* _WRITTEN EXERCISE 1_
Condense the paragraph of the text about Marvel's Spider-Man that begins "Luckily we have a cast" into a shorter version that keeps its main facts.

-------- PROVIDED TEXT --------

Marvel's Spider-Man makes us feel like Peter Parker just as much as it makes us feel like the webhead - it brings us into his world and immerses us in the life of Spidey's alter-ego in a way that only a video game could.
Insomniac didn't drag us through yet another origin story or take Peter back to high school so we could relive the same version of the character we've seen done approximately a million times over. Instead, we're dropped right into the middle of an older, more experienced Spider-Man's adventure, and that's infinitely more exciting.
We pick up with a Peter in his early 20s who clearly has the hang of being Spider-Man, but still hasn't quite figured out how to make it as Peter Parker. It's clear why in the game's masterful opening moments, in which we see Peter presented with a choice; pay the rent for his crummy apartment, or suit up and take down Kingpin once and for all?
Of course our hero opts to chase down Kingpin, and of course there are consequences. It's obvious that this version of Peter has been making similar choices ever since he first put on the mask. Peter's willingness to put others ahead of himself means that, further into the game, he goes back to his apartment to discover that he's been evicted and all his things have been thrown in the trash.
What follows is a mission in which Spider-Man has to chase down a series of garbage trucks to reclaim his belongings before trying to find a place to crash for the night. It's not the kind of mission I thought I'd ever see in a superhero game, but it's one that perfectly encapsulates life as the web swinger. Like I said, every time Spider-Man wins, Peter Parker has to lose.
It's at this point that I have to shout out to actor Yuri Lowenthal, who became the definitive Spider-Man to thousands of fans overnight, myself included. Lowenthal injected the character with the timid nature of Tobey Maguire, the playful swagger of Andrew Garfield, and the endearing comic timing of Tom Holland.
After one performance, he managed to create a Spider-Man that was believable, vulnerable, heroic, and goofy all at once, and is surely destined to be remembered among Spidey fans in the same way Kevin Conroy is among Batman fans.
While the game's representation of Peter Parker is on the money, things could have easily fallen apart if the supporting cast of characters wasn't up to snuff. Spider-Man's friends and foes, and the personal connections he forms with them in and out of costume, have always been a big part of the mythos, after all.
Luckily we have a cast of characters from Spider-Man lore that have been shuffled up and remixed in a number of smart ways. Aunt May is a powerful, strong willed woman determined to help others no matter the cost, not simply a frail old lady who sits around waiting to die.
Mary Jane is re-imagined a headstrong, brave reporter who's defined by her own ambitions, and not just her relationship to a superhero. She drives the story along just as much as Spidey, and isn't simply in the story as a love interest or someone to rescue in the third act.
Miles Morales is given a much more compelling origin story that mirrors Peter's and establishes a heartwarming mentor/mentee relationship between the two.

-------- RECORD EXCERPTS --------

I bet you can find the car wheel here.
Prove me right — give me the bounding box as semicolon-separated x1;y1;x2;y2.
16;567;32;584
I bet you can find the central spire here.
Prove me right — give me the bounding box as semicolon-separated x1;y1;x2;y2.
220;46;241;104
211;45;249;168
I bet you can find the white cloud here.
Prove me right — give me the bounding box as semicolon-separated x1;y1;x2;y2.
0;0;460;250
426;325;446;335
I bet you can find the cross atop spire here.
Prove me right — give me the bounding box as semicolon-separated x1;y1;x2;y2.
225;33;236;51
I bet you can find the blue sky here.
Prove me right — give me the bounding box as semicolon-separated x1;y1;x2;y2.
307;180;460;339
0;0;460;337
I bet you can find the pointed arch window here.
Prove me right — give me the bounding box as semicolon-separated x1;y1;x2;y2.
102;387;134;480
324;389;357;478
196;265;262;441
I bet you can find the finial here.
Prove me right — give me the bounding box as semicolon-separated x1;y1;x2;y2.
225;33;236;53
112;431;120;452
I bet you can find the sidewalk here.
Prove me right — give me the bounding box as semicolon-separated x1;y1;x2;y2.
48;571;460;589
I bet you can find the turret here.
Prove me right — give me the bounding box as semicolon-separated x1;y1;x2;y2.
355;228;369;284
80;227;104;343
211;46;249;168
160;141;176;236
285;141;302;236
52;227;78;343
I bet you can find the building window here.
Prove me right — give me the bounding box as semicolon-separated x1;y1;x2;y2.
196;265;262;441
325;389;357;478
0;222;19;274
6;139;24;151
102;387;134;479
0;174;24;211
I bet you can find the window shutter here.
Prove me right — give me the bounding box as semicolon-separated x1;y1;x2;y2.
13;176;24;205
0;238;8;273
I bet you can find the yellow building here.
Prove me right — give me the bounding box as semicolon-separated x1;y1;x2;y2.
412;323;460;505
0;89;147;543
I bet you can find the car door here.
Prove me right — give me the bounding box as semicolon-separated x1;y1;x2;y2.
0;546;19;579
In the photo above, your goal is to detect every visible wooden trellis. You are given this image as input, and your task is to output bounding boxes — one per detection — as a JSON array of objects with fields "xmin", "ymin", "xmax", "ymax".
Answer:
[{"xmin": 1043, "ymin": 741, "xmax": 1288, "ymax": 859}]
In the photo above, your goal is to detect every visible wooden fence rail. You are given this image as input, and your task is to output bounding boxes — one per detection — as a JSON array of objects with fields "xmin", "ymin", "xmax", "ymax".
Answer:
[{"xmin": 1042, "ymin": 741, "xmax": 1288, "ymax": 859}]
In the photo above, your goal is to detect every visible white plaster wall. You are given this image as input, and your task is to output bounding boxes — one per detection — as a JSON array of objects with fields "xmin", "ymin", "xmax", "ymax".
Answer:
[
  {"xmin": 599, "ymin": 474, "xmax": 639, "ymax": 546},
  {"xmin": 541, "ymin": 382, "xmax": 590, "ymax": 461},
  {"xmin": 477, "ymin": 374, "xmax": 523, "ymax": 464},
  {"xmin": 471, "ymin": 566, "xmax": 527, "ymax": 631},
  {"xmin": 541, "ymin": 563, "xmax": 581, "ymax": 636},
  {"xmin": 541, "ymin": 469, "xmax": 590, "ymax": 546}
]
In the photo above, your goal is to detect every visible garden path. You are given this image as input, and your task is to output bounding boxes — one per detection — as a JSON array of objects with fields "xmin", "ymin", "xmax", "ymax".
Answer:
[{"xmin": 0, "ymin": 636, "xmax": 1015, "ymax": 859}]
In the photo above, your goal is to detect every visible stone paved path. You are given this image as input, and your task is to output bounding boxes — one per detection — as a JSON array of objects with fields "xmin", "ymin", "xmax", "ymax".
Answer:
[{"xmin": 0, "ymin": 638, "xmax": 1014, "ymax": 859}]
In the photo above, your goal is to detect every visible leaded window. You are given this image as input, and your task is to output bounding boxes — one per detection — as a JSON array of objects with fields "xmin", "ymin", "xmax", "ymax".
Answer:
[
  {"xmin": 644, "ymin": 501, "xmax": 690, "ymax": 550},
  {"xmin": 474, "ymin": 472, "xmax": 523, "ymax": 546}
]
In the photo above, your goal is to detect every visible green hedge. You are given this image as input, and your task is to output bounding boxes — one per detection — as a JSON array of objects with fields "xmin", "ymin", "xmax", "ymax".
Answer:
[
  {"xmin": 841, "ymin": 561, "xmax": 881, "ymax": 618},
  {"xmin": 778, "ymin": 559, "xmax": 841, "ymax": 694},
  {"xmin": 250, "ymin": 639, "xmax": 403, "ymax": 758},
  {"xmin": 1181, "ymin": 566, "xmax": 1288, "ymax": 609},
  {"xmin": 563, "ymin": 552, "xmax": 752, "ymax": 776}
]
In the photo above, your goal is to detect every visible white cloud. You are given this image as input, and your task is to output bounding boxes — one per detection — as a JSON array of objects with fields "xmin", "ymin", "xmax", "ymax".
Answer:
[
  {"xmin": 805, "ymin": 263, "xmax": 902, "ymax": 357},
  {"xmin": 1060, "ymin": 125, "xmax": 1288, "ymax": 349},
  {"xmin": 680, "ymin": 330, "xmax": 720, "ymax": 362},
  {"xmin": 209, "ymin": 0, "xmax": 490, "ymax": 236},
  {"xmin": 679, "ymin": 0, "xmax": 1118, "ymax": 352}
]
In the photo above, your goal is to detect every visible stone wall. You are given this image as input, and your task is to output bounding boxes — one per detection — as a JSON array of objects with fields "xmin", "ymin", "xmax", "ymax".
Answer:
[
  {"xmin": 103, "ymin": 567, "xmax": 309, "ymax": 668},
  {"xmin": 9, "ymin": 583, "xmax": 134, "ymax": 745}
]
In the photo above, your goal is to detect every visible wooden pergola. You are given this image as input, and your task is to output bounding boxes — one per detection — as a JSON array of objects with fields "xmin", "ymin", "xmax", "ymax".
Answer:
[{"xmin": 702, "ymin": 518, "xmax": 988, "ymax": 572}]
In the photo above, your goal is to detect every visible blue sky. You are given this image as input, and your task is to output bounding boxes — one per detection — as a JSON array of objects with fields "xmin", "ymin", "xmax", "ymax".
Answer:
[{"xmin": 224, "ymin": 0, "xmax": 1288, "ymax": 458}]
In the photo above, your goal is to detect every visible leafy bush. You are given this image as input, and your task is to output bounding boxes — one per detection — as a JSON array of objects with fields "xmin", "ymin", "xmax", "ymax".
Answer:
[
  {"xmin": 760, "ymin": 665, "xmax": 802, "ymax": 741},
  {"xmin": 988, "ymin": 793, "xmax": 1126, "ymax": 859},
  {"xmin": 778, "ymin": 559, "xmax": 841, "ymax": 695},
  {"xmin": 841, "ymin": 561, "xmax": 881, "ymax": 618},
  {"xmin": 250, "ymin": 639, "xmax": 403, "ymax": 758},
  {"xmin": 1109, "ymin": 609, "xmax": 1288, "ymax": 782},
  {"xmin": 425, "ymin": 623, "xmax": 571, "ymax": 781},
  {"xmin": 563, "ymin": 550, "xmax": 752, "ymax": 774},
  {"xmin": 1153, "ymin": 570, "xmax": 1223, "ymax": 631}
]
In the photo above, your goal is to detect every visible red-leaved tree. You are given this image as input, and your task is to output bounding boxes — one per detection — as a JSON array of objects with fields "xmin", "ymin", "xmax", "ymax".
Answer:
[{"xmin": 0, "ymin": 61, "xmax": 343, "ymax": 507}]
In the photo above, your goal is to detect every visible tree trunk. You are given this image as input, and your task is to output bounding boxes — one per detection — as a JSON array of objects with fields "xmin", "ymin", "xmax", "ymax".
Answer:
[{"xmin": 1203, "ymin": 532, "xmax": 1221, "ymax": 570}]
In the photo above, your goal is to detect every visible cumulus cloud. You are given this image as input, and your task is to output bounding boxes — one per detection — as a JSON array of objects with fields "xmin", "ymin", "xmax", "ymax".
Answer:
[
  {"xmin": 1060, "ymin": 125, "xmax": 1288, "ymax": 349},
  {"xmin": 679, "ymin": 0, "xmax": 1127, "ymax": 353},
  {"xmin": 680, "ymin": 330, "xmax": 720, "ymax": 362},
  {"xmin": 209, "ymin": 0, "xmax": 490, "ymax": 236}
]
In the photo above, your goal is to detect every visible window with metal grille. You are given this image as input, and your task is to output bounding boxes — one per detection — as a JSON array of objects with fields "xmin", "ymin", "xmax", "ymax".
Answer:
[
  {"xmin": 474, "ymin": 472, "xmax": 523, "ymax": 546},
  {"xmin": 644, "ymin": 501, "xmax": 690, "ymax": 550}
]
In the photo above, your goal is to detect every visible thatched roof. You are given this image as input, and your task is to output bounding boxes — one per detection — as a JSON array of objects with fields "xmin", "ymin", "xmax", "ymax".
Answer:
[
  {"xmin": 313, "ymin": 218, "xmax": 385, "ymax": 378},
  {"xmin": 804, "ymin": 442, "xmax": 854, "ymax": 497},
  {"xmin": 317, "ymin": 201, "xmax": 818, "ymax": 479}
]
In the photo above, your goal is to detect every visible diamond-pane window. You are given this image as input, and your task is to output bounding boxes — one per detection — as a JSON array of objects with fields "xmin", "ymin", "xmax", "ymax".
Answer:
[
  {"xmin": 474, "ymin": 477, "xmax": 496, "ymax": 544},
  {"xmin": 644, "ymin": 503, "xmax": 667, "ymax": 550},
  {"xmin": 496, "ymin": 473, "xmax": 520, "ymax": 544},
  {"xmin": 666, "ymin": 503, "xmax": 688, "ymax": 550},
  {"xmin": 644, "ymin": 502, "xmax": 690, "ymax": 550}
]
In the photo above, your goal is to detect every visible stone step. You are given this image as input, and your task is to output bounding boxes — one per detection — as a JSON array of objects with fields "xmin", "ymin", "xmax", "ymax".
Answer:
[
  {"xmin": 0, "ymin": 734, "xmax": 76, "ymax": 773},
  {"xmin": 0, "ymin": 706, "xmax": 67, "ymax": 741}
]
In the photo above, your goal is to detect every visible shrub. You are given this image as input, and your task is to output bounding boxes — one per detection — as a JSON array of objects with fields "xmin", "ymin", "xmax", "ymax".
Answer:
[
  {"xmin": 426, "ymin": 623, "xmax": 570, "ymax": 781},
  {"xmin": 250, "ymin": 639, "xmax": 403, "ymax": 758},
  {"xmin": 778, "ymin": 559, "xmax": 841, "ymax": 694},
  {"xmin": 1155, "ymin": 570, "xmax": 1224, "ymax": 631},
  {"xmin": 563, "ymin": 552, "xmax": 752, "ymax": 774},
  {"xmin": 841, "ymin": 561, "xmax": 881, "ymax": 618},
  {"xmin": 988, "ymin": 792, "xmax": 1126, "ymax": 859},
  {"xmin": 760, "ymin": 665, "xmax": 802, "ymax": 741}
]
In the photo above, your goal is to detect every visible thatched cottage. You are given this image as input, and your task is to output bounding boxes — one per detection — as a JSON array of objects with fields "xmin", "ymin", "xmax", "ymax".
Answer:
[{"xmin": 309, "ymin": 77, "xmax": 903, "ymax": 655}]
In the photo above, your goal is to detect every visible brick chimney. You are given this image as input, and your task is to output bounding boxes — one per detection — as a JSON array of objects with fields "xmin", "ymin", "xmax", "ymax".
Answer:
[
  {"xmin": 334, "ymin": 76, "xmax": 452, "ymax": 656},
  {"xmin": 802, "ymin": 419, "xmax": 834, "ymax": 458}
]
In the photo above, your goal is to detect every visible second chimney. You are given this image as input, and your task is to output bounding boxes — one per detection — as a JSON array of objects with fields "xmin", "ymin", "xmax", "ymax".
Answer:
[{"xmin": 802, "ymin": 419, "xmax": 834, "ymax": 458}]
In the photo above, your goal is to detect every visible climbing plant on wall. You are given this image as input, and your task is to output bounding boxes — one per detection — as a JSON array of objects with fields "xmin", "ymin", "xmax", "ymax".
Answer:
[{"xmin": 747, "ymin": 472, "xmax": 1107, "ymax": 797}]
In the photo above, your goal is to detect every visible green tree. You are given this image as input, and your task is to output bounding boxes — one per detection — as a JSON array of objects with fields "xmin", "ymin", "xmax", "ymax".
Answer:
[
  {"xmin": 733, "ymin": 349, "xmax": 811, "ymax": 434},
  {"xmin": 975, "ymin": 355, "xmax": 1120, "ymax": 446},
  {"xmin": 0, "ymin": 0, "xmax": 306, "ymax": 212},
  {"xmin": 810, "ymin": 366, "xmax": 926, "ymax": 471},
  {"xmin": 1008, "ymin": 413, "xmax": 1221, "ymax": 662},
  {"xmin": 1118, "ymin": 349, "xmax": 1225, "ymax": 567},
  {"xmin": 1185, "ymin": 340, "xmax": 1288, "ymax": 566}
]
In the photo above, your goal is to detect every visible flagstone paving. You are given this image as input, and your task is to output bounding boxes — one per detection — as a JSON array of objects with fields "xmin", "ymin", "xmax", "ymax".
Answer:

--------

* _WRITTEN EXERCISE 2_
Edit the records between the lines holding "I bet you can find the sidewalk here." and "52;227;78;343", inclusive, changing "turret" to "tower" and leaving everything else as it is; return only those lines.

* _EXERCISE OUTPUT 1_
The game takes characters from Spider-Man lore and shuffles and remixes them in a number of smart ways. Aunt May, for example, is a powerful, strong-willed woman determined to help others at any cost, not a frail old lady waiting to die.

* _EXERCISE OUTPUT 2_
I bet you can find the sidewalk here.
Prove me right — give me the bounding box as semicolon-separated x1;y1;x2;y2.
48;571;460;589
I bet you can find the tower here.
Prove me right — give me the bounding box as semicolon-separated x1;y1;x2;y2.
355;228;369;284
80;227;104;343
211;46;249;168
160;141;176;236
285;141;302;236
52;227;78;343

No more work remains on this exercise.